■ ОТРЫВОК:

* * * * *

Содержание
«Военная Литература»
Мемуары

Глава 8.

Mare nostrum

Италия вступила в войну 15 июня. Фронт французских армий был прорван на Маасе, и теперь немецкие танковые дивизии катились на юг, сметая все на своем пути. Однако Франция проиграла еще раньше, став жертвой внутренних интриг, продажных политиков и неумных попыток жить сытно и тихо любой ценой.

Мосты на Массе сыграли роль брешей в дамбе. Прорвавшаяся там река затопила низины, залила Амьен и Лилль, Аббевилль и порты Ла-Манша, Реймс, Руан, сам Париж. Немцы занимали один город за другим, пока не вышли на берега Луары.

В этот момент Муссолини вдруг решил, что исход войны уже определился. И тогда шакал постарался тоже урвать кусочек. Раньше он лишь тащился следом за добычей, не рискуя напасть, а теперь решил вцепиться в нее.

Итальянские войска атаковали восточную границу Франции. Однако разбитая армия разбитой Франции, плохо оснащенная и с надломленным духом, сумела-таки отбить это нападение. Действия итальянских войск в эти несколько дней оказались такими же смехотворными и нелепыми, как и во всех последующих кампаниях Муссолини.

* * * * *

(Сохранённые объекты из коллекции)
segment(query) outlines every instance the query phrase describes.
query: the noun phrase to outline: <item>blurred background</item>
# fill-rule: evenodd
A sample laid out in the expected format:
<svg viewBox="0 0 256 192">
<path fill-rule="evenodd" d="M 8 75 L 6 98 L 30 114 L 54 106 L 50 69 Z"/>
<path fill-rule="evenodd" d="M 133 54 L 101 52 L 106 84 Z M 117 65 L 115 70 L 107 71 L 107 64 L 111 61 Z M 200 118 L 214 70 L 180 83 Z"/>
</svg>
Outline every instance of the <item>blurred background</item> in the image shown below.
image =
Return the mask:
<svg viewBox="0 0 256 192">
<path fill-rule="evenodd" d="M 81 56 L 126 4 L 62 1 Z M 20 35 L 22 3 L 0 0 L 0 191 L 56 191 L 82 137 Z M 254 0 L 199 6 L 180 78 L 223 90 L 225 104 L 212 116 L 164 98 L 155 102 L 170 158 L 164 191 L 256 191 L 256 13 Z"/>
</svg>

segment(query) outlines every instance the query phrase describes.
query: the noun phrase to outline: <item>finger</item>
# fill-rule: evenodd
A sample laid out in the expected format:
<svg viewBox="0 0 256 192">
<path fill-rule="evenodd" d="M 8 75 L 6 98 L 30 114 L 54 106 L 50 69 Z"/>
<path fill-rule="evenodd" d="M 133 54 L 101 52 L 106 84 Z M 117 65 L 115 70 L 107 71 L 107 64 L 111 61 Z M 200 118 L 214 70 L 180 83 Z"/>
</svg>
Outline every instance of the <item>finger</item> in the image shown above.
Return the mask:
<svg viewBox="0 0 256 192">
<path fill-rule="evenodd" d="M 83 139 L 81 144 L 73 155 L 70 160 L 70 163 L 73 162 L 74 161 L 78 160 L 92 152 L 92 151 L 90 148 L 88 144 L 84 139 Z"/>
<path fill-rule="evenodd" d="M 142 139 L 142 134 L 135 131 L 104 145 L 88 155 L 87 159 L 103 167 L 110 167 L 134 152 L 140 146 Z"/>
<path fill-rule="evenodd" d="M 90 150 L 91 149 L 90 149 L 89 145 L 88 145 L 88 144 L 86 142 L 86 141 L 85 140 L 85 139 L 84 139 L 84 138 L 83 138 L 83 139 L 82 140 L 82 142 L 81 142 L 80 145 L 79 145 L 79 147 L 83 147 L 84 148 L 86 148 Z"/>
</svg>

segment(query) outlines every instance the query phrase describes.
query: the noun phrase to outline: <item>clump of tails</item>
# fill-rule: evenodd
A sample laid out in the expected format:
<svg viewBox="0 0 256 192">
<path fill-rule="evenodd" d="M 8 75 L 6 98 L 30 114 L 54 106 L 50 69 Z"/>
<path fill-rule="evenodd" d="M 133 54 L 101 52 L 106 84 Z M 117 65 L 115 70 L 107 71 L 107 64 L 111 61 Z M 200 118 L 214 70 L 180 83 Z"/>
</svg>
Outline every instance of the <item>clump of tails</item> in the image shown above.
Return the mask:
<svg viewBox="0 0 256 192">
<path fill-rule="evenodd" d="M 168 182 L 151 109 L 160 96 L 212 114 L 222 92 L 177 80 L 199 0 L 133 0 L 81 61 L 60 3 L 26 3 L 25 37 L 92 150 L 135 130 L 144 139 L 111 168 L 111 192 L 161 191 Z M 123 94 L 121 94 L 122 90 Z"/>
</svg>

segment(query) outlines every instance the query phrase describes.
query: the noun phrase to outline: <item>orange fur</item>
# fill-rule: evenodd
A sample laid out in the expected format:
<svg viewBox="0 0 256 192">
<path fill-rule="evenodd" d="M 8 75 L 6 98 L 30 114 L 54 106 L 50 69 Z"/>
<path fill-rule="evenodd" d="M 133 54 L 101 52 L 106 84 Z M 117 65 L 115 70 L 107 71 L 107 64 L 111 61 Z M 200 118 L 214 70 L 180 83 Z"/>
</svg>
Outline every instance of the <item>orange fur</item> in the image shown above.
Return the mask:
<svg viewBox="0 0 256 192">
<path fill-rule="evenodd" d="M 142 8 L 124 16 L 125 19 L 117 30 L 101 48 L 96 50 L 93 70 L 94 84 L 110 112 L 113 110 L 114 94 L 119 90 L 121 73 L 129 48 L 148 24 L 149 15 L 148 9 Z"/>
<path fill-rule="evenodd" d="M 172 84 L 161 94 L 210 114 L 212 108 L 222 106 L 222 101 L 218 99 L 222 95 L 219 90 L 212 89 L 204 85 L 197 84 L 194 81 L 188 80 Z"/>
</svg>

* * * * *

■ ЗАДАНИЯ И УПРАЖНЕНИЯ:
1. Какого числа Италия вступила в войну, если верить отрывку?
2. Выведите часть отрывка, начиная со слов «Мосты на Массе» и заканчивая словами «последующих кампаниях Муссолини.».
3. Переведите на английский язык предложение из отрывка: «Немцы занимали один город за другим, пока не вышли на берега Луары».

■ ОТВЕТЫ:
1. Италия вступила в войну 15 июня.

2.
Мосты на Массе сыграли роль брешей в дамбе. Прорвавшаяся там река затопила низины, залила Амьен и Лилль, Аббевилль и порты Ла-Манша, Реймс, Руан, сам Париж. Немцы занимали один город за другим, пока не вышли на берега Луары.

В этот момент Муссолини вдруг решил, что исход войны уже определился. И тогда шакал постарался тоже урвать кусочек. Раньше он лишь тащился следом за добычей, не рискуя напасть, а теперь решил вцепиться в нее.

Итальянские войска атаковали восточную границу Франции. Однако разбитая армия разбитой Франции, плохо оснащенная и с надломленным духом, сумела-таки отбить это нападение. Действия итальянских войск в эти несколько дней оказались такими же смехотворными и нелепыми, как и во всех последующих кампаниях Муссолини.

3. The Germans took one town after another until they reached the banks of the Loire.